**Brief:**
Continue the passage below on the history of seabed gouging by ice, picking up where it stops.

━━━ Text provided

Historical Perspective and Relevance
It appears Charles Darwin speculated in 1855 about the possibility that icebergs could gouge the seabed as they drifted across isobaths (Weeks 2010, p. 391). Some discussion on the involvement of sea ice was brought up in the 1920s, but overall this phenomenon remained poorly studied by the scientific community up to the 1970s. At that time, ship-born sidescan sonar surveys in the Canadian Beaufort Sea began to gather actual evidence of this mechanism. Seabed gouges were subsequently observed further north, in the Canadian Arctic Archipelago, and in the Russian Arctic as well (Wadhams 2000, p. 72). Throughout that decade, seabed gouging by ice was investigated extensively. What sparked the sudden interest for this phenomenon was the discovery of oil near Alaska’s northern coastlines, and two related factors (Weeks 2010, p. 391): 1) the prospect that oilfields could abound in these waters, and 2) a consideration that pipelines would be involved in future production developments, as this appeared to be the most practical approach to bring this resource to the land. Since then, means of protecting subsea pipelines against ice action became an important concern (King 2011, Barrette 2011). An oil spill in this environment would be problematic in terms of detection and clean-up (McHale et al. 2000).

━━━━━━
━━━ Study material

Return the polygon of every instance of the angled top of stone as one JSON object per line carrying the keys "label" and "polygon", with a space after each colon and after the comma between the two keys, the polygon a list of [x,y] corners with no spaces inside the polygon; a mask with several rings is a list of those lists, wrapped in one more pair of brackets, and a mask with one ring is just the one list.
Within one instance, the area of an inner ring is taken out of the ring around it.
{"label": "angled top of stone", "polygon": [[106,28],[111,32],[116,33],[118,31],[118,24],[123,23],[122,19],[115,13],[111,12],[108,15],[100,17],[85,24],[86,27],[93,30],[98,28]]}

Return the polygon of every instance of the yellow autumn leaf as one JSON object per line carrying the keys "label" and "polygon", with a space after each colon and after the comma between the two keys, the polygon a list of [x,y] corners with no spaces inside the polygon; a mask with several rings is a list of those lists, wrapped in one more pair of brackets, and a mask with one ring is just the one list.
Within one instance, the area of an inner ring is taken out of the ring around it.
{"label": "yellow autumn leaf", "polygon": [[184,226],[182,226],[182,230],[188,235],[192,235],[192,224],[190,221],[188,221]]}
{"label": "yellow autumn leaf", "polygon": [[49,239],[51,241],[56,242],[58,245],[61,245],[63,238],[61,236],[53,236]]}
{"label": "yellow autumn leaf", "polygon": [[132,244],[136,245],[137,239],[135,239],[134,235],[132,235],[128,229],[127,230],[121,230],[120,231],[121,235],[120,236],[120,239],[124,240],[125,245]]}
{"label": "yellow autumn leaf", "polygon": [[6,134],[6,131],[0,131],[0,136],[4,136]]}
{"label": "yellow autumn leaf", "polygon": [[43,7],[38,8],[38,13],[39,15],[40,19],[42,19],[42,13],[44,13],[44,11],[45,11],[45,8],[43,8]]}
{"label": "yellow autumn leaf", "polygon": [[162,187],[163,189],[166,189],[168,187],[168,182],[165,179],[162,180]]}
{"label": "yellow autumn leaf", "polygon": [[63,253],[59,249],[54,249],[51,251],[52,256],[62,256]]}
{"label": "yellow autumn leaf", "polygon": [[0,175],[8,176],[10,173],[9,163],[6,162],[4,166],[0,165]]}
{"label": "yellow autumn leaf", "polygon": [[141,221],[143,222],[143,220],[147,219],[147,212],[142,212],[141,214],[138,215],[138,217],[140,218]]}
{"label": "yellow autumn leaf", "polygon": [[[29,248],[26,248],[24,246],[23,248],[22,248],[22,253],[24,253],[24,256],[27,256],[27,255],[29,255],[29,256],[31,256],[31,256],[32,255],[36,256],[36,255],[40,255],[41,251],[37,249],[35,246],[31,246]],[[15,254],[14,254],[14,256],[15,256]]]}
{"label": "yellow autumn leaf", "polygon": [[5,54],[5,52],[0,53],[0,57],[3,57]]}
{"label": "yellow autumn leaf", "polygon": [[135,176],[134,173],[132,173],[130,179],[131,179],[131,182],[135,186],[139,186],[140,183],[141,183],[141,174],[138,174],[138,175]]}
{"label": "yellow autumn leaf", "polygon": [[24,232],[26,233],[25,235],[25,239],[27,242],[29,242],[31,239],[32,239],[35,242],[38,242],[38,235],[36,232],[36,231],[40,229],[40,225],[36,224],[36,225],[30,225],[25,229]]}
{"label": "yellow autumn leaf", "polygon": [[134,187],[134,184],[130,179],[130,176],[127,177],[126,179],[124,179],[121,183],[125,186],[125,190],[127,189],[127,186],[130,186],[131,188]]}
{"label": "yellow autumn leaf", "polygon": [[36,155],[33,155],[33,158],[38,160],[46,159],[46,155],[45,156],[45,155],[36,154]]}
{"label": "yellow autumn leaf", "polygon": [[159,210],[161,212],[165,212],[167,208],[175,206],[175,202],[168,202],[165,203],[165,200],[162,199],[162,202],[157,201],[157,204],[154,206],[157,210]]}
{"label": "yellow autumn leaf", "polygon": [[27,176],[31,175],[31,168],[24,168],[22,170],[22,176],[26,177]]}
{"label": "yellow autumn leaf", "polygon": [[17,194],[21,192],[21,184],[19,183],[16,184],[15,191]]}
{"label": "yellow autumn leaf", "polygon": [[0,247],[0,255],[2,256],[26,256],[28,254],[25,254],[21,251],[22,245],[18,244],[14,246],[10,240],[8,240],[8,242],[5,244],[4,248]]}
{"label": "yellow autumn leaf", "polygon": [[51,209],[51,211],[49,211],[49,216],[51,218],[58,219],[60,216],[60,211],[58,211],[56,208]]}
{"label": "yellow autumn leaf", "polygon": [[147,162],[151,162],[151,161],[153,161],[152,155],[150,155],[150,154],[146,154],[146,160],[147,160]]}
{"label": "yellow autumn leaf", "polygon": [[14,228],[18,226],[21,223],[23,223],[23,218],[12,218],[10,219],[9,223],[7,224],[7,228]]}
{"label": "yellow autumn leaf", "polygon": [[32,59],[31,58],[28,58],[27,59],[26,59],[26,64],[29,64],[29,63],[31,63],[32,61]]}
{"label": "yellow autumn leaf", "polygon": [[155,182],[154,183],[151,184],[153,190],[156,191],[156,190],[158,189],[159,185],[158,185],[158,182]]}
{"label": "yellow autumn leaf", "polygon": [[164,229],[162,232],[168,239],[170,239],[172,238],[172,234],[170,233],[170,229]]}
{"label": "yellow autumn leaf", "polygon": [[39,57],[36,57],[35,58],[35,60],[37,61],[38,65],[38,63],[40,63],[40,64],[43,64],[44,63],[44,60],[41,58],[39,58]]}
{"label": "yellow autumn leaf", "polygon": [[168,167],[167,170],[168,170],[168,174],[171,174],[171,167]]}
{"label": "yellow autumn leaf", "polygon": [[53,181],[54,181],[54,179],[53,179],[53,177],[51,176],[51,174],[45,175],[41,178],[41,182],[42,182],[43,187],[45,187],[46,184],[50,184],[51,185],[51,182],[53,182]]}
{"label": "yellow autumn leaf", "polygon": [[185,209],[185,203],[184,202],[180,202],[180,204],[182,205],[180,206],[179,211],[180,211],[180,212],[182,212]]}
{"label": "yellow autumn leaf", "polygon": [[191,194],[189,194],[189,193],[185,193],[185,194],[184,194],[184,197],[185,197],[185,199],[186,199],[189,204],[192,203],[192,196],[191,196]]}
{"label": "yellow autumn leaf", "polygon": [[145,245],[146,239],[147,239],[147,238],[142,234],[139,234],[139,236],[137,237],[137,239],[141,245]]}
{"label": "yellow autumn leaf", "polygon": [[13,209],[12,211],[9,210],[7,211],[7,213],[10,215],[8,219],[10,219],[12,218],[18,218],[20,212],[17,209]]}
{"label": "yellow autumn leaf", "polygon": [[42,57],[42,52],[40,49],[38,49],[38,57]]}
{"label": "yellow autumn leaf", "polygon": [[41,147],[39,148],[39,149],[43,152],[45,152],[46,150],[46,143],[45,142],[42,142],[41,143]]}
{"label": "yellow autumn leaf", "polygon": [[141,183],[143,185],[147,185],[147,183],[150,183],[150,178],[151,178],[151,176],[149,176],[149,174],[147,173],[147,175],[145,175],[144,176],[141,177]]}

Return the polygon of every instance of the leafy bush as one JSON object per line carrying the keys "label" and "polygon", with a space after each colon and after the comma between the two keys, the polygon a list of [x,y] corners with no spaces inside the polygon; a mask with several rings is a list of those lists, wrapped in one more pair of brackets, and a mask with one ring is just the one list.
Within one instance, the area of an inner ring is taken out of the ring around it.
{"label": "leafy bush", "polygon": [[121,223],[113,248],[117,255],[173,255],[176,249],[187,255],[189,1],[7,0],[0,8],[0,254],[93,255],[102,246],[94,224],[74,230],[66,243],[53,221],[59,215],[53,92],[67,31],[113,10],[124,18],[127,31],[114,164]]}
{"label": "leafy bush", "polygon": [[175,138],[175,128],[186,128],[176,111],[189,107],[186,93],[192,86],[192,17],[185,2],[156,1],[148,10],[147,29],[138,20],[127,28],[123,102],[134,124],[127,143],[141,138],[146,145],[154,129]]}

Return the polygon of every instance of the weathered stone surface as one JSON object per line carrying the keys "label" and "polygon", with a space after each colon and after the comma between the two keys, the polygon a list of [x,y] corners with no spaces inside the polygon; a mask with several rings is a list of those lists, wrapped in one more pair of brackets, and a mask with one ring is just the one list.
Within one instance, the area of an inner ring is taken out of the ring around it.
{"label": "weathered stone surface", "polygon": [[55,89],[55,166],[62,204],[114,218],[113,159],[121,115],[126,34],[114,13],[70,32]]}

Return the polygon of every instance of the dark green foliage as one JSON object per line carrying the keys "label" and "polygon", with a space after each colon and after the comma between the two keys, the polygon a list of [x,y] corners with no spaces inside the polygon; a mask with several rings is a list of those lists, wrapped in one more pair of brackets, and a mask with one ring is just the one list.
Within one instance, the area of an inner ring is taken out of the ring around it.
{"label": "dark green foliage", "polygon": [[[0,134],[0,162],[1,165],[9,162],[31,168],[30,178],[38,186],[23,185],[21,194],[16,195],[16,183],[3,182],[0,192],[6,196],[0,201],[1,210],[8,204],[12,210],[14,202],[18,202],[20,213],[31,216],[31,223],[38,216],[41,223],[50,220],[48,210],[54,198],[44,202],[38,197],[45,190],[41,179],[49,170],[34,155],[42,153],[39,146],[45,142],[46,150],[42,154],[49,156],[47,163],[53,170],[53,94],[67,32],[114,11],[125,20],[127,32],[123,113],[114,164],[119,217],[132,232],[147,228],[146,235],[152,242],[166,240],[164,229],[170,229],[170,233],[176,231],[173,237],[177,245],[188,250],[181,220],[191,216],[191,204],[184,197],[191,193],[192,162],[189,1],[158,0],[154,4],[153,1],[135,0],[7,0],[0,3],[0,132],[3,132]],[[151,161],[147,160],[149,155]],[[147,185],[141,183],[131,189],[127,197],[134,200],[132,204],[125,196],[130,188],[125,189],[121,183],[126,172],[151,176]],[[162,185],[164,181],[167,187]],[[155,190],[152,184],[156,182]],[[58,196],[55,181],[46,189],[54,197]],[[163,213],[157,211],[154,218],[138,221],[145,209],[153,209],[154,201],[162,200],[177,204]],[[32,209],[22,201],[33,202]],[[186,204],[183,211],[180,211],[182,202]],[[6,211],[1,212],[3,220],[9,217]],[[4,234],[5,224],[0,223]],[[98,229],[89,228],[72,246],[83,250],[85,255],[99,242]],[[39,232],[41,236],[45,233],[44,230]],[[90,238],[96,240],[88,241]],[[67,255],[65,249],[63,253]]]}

━━━━━━

**Written answer:**
Scientists in fields of research other than offshore engineering have also addressed seabed gouging. For instance, biologists have linked regions of the seabed reshaped by seabed gouging by ice to the formation of black pools, seabed depressions filled with anoxic high-salinity water which are death traps for small marine organisms (Kvitek et al. 1998). However, because of the costs involved in gouging-related data production, the bulk of that work was financed by the oil & gas industry, and much of it was documented from an offshore engineering perspective.